## REQUIRED TASK
Output, please, every line from the line that holds "Exercise. Mark the pointed" to the end, exactly as written.

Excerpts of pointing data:
▼▼▼

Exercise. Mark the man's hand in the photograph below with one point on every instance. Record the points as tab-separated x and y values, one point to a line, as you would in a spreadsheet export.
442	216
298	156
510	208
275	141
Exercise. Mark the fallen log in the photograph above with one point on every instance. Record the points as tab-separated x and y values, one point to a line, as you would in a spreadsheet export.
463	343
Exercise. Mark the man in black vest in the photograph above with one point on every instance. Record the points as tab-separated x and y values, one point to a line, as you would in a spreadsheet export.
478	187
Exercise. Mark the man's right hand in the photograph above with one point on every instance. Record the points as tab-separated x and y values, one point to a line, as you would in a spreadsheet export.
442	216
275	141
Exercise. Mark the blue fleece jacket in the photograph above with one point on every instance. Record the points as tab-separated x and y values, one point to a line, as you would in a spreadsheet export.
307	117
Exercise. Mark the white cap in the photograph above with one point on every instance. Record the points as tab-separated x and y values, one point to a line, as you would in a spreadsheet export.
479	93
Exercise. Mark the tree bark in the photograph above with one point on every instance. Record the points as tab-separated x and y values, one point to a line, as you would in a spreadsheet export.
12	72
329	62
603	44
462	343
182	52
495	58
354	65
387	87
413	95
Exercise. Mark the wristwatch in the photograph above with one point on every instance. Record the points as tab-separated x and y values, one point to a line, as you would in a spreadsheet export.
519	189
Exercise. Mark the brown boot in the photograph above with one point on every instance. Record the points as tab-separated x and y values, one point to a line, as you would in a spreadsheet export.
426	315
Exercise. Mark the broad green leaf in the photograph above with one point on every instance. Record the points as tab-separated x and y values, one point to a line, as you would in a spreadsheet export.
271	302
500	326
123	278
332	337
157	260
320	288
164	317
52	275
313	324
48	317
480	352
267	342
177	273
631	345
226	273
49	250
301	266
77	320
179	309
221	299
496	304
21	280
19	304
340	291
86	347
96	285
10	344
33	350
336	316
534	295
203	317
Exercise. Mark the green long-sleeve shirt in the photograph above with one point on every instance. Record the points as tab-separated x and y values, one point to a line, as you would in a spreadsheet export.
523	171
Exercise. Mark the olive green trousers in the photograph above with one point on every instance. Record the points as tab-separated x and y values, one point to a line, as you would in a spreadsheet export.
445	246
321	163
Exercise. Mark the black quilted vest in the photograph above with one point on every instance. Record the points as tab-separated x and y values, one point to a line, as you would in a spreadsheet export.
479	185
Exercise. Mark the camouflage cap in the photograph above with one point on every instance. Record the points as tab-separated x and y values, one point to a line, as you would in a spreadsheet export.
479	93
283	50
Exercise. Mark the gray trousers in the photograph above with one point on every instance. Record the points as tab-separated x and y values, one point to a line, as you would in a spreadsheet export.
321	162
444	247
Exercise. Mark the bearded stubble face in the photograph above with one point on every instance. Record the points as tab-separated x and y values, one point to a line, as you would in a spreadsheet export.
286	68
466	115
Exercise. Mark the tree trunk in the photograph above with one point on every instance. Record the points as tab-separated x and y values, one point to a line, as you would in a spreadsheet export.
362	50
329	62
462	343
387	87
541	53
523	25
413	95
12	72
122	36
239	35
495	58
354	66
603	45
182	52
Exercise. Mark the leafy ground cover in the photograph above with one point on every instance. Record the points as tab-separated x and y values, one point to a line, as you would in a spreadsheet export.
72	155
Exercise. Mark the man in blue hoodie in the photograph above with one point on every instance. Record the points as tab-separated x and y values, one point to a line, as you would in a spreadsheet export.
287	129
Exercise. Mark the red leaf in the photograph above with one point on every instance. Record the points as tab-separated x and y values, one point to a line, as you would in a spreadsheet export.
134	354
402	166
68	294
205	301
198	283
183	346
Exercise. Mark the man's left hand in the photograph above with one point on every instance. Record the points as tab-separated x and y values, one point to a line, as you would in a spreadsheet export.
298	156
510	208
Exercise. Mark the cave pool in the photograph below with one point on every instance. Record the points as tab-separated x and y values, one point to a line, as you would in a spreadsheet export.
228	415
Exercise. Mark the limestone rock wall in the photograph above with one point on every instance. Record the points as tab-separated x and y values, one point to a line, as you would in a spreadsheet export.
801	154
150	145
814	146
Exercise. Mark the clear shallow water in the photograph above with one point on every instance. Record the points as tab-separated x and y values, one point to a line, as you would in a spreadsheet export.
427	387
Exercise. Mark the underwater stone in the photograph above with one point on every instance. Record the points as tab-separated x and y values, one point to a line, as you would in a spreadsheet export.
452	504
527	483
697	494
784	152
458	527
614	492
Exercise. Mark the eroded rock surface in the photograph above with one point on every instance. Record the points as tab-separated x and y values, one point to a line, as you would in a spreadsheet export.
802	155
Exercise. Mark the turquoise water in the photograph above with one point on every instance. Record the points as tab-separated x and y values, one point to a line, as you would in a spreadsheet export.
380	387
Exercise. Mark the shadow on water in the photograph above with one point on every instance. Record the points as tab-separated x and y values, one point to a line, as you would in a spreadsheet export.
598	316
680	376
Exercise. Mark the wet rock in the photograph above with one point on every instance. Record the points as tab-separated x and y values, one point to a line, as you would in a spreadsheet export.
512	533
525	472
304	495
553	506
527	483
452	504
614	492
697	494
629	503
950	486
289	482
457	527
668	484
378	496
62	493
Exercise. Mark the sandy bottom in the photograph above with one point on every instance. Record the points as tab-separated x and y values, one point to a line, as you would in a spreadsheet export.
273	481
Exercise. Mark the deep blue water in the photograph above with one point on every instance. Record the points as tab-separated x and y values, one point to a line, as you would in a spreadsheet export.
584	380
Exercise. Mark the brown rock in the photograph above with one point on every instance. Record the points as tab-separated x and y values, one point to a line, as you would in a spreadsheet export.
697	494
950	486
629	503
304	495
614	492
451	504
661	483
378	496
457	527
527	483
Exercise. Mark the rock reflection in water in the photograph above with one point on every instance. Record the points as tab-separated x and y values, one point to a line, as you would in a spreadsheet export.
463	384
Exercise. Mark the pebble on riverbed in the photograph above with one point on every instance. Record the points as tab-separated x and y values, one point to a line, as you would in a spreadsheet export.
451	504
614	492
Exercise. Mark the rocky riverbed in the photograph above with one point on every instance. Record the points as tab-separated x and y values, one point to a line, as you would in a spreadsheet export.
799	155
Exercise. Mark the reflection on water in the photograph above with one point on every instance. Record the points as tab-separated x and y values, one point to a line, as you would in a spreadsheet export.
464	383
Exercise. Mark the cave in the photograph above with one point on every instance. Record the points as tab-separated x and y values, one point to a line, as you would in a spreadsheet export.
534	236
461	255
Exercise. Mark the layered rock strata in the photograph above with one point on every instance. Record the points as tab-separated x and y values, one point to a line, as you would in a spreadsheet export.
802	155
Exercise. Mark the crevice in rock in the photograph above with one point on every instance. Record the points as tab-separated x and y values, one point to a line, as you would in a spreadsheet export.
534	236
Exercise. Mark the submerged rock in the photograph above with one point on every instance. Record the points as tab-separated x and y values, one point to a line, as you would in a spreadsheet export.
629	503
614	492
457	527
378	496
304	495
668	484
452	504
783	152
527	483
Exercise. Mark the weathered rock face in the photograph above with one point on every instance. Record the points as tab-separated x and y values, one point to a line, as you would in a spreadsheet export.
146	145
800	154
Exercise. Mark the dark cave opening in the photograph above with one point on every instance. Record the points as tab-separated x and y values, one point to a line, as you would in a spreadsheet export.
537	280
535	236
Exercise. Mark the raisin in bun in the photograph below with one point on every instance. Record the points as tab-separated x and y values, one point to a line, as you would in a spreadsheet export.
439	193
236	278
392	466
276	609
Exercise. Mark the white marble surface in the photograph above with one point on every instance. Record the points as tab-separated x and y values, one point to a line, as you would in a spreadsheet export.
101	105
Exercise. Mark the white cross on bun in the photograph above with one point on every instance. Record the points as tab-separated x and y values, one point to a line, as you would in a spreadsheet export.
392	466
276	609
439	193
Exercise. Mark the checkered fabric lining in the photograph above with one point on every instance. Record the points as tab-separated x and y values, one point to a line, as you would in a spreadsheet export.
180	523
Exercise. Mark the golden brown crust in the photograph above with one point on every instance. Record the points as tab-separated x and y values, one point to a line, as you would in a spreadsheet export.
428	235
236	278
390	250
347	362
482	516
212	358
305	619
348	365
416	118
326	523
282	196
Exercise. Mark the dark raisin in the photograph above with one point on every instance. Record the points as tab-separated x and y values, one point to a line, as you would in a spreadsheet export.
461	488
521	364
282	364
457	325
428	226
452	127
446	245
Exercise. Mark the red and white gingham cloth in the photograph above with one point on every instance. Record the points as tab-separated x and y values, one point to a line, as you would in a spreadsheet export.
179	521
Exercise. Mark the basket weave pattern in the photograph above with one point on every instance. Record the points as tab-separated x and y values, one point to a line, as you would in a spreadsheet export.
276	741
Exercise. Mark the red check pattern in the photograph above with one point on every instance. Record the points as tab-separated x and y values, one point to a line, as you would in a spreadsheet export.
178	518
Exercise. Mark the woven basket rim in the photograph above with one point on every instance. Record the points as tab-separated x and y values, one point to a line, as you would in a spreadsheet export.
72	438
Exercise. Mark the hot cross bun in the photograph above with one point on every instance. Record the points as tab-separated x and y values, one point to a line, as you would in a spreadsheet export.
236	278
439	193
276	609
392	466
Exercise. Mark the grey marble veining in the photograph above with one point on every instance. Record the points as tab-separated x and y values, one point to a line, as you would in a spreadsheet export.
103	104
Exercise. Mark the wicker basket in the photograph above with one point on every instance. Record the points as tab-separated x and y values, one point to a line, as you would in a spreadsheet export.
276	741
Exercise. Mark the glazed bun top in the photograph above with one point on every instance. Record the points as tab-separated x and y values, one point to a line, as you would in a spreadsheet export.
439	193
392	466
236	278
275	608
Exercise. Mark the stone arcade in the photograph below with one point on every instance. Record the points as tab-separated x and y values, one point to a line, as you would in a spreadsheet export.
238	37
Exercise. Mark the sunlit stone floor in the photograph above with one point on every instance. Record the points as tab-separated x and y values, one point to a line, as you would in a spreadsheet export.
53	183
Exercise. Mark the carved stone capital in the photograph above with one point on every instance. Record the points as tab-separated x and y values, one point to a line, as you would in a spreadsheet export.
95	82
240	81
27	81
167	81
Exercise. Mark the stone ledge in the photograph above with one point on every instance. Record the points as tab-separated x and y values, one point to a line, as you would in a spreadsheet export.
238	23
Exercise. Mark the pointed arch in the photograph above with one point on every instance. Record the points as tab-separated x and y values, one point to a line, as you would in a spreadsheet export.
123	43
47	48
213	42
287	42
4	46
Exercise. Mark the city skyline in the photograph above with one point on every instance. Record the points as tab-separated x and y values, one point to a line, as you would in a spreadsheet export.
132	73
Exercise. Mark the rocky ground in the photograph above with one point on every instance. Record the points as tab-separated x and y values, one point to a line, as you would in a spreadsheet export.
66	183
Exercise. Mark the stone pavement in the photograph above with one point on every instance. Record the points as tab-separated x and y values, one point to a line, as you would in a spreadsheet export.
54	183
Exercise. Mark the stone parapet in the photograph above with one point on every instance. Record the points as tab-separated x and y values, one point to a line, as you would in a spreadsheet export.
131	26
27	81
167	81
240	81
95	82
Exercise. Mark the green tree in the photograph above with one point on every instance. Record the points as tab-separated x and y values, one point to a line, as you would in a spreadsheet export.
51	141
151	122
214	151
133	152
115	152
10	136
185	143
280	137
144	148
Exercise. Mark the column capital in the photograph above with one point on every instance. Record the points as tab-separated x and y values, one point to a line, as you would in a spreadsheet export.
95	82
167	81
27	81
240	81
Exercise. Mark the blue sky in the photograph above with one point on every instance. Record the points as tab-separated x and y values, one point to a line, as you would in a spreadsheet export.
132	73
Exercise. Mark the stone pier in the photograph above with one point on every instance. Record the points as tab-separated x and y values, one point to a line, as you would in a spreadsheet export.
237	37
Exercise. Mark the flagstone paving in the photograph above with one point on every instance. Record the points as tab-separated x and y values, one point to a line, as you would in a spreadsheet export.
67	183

▲▲▲

## SOLVED EXERCISE
Exercise. Mark the pointed arch in the photograph above with one point on every instance. Record the points as tab-separated x and y values, one point to a line, as you would in a spreadsheet export.
123	43
47	48
213	42
287	42
4	46
Exercise. Mark the city skyline in the photograph above with one point on every instance. Record the points as tab-separated x and y values, one point to a line, as you would in a spreadsheet export.
132	73
Exercise. Mark the rocky ground in the photograph above with one point on every instance. Record the points as tab-separated x and y values, one point to a line, as you would in a spreadsheet export.
66	183
Exercise. Mark the stone pavement in the photograph above with one point on every instance. Record the points as tab-separated x and y values, one point to a line, as you would in a spreadsheet export.
54	183
Exercise. Mark the stone parapet in the photograph above with one point on every instance. Record the points as tab-separated x and y values, one point to a line, as you would in a spreadsheet export.
131	26
27	81
167	81
240	81
95	82
Exercise. Mark the green tree in the photograph above with one point on every instance. Record the points as tab-separated x and y values, one point to a line, as you would in a spreadsheet export.
51	141
151	122
214	151
133	152
115	152
10	136
185	143
280	137
144	148
Exercise. Mark the column capital in the photograph above with one point on every instance. Record the points as tab-separated x and y values, one point to a line, as you would in a spreadsheet export.
95	82
167	81
27	81
240	81
Exercise. Mark the blue sky in the photograph above with one point on every instance. Record the points as tab-separated x and y values, one point to a line, as you would in a spreadsheet export.
132	73
Exercise. Mark the stone pier in the photograph above with one point on every instance. Record the points as tab-separated x and y values, one point to a line, as you would in a spreadsheet export.
237	37
Exercise. Mark the flagstone paving in the photograph above with one point on every instance. Record the points as tab-separated x and y values, one point to a line, as you would in a spreadsheet export.
67	183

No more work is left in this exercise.